SEITE

****************

13.8.2003: Forschung CH
Verflogene Vielfalt im Kulturland
Lukas Kohli und Simon Birrer
Eine aktuelle Bilanz der Schweizerischen Vogelwarte Sempach bringt es an den Tag: Der grösste Teil des Kulturlands taugt heute nur noch für wenige Vogelarten als Lebensraum. Besonders gravierend ist die Situation in den Landwirtschaftsgebieten im Mittelland: Weder die Fläche noch die Qualität der Lebensräume ist für die Vögel ausreichend.
Gute Lebensräume für Vögel sind vielerorts Mangelware geworden. Dies ist das ernüchternde Ergebnis einer gross angelegten Studie der Schweizerischen Vogelwarte Sempach. Besonders in der Landwirtschaftszone des Mittellandes fällt die Bilanz sehr negativ aus: Naturnahe Landschaftselemente sind selten, meist zu klein und ihre Qualität für die Tierwelt oft ungenügend. Als Folge davon sind heute 40 % der einheimischen Vogelarten bedroht.
Fehlende Ausstattung der Lebensräume
Vögel brauchen zum Leben vor allem Platz. Damit dieser Raum zu einem Lebensraum wird, muss er entsprechend ausgestattet sein. Einzelne Bäume, Baumgruppen, Obstgärten, Hecken, Wildkrautfluren, Blumenwiesen, Feuchtgebiete oder Gewässer bieten Nahrungsgründe, Brutplätze und Verstecke. Gerade der Mix dieser Elemente machen den Wert einer Landschaft aus. Doch fast die Hälfte der untersuchten Flächen weisen weniger als 5 % naturnahe Landschaftselemente auf und müssen deshalb als ökologisch weitgehend verarmt taxiert werden.
Ein weiterer Mangel liegt bei der fehlenden Qualität der vorhandenen naturnahen Landschaftselemente. Zum Beispiel stehen neun von zehn Hochstamm-Obstgärten auf intensiv genutzten Wiesen - doch dort sind Grossinsekten rar. Einst weit verbreitete Obstgarten-Arten wie Wendehals, Steinkauz, Wiedehopf oder Rotkopfwürger finden deshalb kaum genügend Nahrung und haben längst viele Landstriche geräumt. Die Heckendichte ist in vielen Landesteilen gering und die Zusammensetzung der Hecken lässt sehr oft zu wünschen übrig. Mit zusätzlichen Krautsäumen und einer verbesserten Pflege könnte viel gewonnen werden.

****************

AUSGEWÄHLTES MATERIAL
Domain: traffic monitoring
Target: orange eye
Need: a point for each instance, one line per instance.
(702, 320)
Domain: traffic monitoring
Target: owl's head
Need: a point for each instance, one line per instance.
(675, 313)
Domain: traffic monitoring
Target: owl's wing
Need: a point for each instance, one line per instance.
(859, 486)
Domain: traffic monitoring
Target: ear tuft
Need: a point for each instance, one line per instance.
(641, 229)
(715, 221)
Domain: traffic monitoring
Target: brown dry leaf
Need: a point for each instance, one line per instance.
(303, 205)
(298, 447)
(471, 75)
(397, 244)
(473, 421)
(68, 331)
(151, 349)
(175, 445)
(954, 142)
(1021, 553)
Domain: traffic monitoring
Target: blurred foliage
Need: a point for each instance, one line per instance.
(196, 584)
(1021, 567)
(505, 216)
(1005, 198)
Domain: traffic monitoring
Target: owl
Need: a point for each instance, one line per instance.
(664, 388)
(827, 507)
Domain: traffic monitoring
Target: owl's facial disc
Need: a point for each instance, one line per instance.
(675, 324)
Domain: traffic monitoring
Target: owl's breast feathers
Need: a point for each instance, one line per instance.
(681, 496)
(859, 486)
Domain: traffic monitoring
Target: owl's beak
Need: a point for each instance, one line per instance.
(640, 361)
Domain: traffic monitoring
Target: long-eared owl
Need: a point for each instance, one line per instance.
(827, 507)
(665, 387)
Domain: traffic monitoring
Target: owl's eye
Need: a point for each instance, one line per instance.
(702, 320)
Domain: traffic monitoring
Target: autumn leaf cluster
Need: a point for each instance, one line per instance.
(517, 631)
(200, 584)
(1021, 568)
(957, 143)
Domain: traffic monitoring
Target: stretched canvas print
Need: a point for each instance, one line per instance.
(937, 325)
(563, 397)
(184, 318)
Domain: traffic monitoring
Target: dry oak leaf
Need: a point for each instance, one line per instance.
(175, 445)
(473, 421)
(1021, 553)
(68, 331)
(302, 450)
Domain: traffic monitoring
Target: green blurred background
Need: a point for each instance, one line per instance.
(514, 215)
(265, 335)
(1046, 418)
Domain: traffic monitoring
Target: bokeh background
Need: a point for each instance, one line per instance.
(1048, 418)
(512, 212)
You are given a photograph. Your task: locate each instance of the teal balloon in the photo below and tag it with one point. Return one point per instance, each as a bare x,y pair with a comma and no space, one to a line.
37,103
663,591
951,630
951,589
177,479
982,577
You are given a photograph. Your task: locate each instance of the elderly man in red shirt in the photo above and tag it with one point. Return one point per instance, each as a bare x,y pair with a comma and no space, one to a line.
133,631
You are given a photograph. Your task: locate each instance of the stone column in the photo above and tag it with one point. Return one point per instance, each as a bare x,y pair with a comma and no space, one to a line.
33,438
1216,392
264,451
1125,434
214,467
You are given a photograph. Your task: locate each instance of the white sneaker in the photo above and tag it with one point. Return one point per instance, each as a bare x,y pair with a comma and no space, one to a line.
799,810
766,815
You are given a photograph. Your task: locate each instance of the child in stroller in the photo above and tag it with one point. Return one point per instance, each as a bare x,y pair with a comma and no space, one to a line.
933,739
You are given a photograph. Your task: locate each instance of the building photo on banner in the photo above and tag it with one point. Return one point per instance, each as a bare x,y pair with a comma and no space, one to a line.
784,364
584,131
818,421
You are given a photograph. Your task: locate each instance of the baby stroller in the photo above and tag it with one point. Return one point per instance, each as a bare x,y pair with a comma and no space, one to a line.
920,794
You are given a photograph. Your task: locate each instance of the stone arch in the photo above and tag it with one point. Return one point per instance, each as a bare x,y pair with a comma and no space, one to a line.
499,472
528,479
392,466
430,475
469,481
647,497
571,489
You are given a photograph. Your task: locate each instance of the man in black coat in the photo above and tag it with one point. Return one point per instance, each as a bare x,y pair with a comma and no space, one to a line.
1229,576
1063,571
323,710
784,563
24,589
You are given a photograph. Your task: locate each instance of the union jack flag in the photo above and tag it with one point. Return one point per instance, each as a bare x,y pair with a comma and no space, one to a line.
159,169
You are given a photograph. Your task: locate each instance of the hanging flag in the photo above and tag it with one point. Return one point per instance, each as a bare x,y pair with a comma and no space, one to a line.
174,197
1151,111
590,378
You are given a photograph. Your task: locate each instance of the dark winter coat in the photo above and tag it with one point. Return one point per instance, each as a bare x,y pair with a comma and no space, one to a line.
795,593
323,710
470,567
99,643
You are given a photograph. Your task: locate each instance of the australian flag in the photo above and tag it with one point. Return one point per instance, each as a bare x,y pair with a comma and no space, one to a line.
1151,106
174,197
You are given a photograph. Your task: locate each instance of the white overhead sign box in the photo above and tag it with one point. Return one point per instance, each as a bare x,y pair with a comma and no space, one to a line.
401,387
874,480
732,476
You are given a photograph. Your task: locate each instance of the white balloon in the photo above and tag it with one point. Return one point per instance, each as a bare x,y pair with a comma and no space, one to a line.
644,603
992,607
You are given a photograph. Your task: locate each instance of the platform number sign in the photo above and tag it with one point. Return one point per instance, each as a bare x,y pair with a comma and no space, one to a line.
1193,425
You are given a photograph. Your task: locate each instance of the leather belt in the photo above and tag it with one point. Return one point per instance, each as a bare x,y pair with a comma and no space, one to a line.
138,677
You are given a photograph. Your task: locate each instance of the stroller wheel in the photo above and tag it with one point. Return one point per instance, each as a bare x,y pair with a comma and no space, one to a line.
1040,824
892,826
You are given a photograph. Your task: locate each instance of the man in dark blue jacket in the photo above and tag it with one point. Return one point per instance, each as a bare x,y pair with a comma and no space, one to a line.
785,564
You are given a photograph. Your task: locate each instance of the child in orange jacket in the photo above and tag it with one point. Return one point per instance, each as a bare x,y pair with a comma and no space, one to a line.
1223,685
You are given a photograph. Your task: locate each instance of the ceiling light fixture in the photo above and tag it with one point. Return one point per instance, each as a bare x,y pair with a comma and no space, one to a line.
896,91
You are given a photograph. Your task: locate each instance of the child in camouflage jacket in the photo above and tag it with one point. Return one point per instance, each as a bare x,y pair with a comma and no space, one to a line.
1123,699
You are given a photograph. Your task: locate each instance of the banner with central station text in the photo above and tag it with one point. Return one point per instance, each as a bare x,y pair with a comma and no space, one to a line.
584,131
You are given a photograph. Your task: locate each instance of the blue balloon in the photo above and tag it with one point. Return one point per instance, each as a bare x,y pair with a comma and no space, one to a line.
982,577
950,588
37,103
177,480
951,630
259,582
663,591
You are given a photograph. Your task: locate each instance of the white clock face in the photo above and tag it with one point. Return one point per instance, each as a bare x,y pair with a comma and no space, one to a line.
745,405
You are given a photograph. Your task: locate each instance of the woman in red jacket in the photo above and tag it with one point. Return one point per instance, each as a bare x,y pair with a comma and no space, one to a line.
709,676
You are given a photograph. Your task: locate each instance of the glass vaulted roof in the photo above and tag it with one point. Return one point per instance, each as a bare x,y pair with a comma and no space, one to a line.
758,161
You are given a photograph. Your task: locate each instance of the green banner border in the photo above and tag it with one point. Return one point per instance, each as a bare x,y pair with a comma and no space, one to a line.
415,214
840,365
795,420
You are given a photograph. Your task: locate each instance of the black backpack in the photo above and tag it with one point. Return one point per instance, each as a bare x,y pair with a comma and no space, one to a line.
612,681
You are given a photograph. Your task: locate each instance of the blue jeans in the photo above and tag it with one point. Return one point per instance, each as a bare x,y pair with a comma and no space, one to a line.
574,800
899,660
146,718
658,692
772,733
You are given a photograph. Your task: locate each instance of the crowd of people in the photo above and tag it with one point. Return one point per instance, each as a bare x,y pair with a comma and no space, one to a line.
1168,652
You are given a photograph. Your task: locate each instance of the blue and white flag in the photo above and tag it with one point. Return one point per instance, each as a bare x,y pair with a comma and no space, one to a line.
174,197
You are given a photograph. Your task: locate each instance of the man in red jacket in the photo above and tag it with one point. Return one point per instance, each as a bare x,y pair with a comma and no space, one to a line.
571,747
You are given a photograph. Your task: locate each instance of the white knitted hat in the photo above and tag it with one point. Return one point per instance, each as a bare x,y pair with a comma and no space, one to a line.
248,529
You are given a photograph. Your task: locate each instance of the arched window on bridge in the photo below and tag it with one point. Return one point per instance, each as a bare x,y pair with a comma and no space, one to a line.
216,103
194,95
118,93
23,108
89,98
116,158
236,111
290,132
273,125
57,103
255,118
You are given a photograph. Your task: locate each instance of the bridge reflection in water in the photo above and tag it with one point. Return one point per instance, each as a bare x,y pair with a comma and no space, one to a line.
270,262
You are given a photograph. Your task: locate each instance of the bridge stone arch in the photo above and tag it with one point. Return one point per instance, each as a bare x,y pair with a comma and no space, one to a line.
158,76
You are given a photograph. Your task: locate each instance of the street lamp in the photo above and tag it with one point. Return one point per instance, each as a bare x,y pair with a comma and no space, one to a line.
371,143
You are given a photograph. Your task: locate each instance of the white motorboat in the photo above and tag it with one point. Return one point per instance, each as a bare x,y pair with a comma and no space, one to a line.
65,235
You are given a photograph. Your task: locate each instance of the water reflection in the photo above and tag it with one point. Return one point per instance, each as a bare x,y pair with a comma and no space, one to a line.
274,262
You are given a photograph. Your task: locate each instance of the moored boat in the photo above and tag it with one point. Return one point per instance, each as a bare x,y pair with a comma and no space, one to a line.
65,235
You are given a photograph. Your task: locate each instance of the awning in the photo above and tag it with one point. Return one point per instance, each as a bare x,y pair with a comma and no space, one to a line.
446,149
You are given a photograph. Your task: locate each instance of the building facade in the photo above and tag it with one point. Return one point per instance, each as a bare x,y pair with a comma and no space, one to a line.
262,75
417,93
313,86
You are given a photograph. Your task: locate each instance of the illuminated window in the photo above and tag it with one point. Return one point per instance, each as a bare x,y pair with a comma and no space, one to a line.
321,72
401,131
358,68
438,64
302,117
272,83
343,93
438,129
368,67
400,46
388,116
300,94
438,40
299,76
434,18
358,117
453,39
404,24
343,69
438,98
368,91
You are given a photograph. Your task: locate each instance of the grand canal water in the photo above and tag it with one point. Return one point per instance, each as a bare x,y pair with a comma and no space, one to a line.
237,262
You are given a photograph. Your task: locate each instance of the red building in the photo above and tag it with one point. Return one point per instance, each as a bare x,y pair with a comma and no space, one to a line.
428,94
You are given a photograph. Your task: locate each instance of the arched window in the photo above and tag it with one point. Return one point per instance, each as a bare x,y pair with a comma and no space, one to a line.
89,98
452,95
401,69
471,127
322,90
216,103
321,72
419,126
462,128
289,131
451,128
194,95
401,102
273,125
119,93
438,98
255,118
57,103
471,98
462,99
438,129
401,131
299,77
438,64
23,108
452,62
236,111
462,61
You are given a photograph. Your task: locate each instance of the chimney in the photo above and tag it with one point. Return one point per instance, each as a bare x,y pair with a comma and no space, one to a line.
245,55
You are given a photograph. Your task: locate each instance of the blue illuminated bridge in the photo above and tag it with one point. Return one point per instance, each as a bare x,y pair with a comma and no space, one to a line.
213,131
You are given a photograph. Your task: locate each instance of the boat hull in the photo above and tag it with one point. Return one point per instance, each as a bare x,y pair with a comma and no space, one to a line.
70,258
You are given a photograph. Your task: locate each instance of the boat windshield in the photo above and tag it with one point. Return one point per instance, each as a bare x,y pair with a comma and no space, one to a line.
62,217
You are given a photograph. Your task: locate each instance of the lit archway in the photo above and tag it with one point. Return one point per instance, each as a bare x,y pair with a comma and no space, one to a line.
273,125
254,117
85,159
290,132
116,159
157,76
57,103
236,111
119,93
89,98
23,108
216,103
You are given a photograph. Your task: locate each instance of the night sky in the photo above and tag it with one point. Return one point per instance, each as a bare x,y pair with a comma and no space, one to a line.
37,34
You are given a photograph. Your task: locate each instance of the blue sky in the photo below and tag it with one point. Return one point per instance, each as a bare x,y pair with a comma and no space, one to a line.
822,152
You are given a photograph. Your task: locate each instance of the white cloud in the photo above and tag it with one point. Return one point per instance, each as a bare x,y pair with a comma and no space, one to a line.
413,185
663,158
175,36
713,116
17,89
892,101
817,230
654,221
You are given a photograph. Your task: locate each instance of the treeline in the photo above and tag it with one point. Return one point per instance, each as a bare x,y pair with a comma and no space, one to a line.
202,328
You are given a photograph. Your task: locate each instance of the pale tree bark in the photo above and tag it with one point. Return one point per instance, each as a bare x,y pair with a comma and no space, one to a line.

****************

AUFGABEN
1. Wie viele der einheimischen Vogelarten sind laut dem Artikel über Vögel im Kulturland heute bedroht?
2. Führe den Artikel über Vögel im Kulturland nach seinem letzten Satz fort.
Das Material hat mit dem Artikel nichts zu tun.

ERGEBNISSE
1. 40 % der einheimischen Vogelarten sind bedroht.

2.
Für die Artenvielfalt im Kulturland ist die Landwirtschaft zwar hauptverantwortlich, sie ist es aber längst nicht alleine. Überbauungen, Verkehrsträger und der Betrieb durch Erholungsuchende engen die Lebensräume ein. Falsch verstandener Ordnungssinn führt oft zu einer übertriebenen Pflege z.B. durch kantonale und kommunale Unterhaltsequipen. So zum Beispiel bei den Säumen entlang der Wege und Gewässer, die zu häufig und zu früh geschnitten werden. Durch weniger, aber zielgerichtete Pflege liesse sich mit einem wesentlich geringeren Aufwand eine ökologische Aufwertung erzielen.
Umfassende Grundlagen
Die Schweizerische Vogelwarte Sempach beschäftigt sich seit den 1980er-Jahren intensiv mit den Vogelarten des Kulturlandes. Um die Zusammenhänge erkennen zu können, wurde der ökologische Zustand des Kulturlandes in einem "Lebensraum-Inventar" erfasst. Die einzigartige Datenbank umfasst 127 von Genf bis ins St. Galler Rheintal verteilte Gebiete mit einer Gesamtfläche von 787 km2. Die jetzt vorgestellte Analyse basiert auf diesen um-fangreichen Daten.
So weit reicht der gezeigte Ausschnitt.